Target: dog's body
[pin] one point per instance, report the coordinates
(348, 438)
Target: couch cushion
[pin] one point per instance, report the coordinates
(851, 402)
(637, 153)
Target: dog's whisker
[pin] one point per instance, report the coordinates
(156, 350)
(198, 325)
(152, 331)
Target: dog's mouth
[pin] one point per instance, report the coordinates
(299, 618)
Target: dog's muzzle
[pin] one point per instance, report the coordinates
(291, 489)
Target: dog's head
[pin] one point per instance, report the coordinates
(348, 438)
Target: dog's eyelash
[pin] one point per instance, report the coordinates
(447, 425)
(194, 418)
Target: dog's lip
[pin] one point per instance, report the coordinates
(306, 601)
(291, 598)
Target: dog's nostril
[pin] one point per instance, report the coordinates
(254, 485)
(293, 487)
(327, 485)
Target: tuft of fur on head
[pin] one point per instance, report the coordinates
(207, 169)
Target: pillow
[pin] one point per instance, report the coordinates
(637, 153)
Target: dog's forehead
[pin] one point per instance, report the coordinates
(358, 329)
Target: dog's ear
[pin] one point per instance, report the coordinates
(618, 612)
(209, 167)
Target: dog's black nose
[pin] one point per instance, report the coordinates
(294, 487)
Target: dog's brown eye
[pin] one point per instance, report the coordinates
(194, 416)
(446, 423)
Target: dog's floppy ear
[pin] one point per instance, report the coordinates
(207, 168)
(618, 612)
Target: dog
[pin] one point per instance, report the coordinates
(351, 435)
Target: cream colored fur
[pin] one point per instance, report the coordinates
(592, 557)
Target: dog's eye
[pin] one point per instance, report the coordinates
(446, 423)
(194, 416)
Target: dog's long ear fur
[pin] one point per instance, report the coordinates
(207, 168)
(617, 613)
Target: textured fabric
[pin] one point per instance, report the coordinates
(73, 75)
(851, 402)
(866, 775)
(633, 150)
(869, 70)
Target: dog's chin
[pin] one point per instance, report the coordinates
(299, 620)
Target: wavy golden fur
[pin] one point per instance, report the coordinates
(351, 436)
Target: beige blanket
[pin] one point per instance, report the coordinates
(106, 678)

— Job —
Starting with the line containing "Target: tuft of fur on head" and going on through the end of the material, render each line as a row of a Markdown table under the columns Row and Material line, numbering the rows and leaving out blank lines.

— Complete response —
| Row | Material line |
|---|---|
| 1 | Target: tuft of fur on head |
| 2 | [pin] one point per instance, report the coordinates |
| 3 | (207, 169) |
| 4 | Target: pillow |
| 5 | [pin] one point per instance, report the coordinates |
| 6 | (637, 153) |
| 7 | Target: dog's forehead |
| 8 | [pin] one point per instance, report the coordinates |
| 9 | (358, 329) |
| 10 | Target: dog's ear |
| 11 | [pin] one point per instance, report the coordinates |
| 12 | (618, 612) |
| 13 | (209, 167) |
| 14 | Target: dog's black nose |
| 15 | [pin] one point per instance, report the coordinates |
| 16 | (294, 487) |
| 17 | Target: dog's brown eye |
| 18 | [pin] one point per instance, report the coordinates |
| 19 | (194, 416) |
| 20 | (446, 423) |
| 21 | Target: dog's floppy ear |
| 22 | [pin] one point per instance, report the coordinates |
| 23 | (207, 168) |
| 24 | (618, 612) |
| 25 | Target: dog |
| 26 | [pin] one point per instance, report the coordinates |
| 27 | (351, 435) |
| 28 | Target: cream colored fur |
| 29 | [pin] one point per instance, report the coordinates |
| 30 | (592, 557) |
| 31 | Target: dog's eye |
| 32 | [pin] one point per instance, report the coordinates |
| 33 | (446, 423) |
| 34 | (194, 416) |
| 35 | Target: dog's long ear fur |
| 36 | [pin] one point per instance, report the coordinates |
| 37 | (207, 168) |
| 38 | (617, 613) |
| 39 | Target: textured fabric |
| 40 | [pin] one point per instance, report the coordinates |
| 41 | (73, 75) |
| 42 | (851, 402) |
| 43 | (866, 775) |
| 44 | (633, 150) |
| 45 | (869, 70) |
| 46 | Target: dog's chin |
| 47 | [pin] one point per instance, report the coordinates |
| 48 | (299, 620) |
| 49 | Target: wavy golden fur |
| 50 | [pin] one point per instance, report the coordinates |
| 51 | (351, 436) |
| 52 | Target: beige blanket |
| 53 | [pin] one point per instance, report the coordinates |
| 54 | (106, 678) |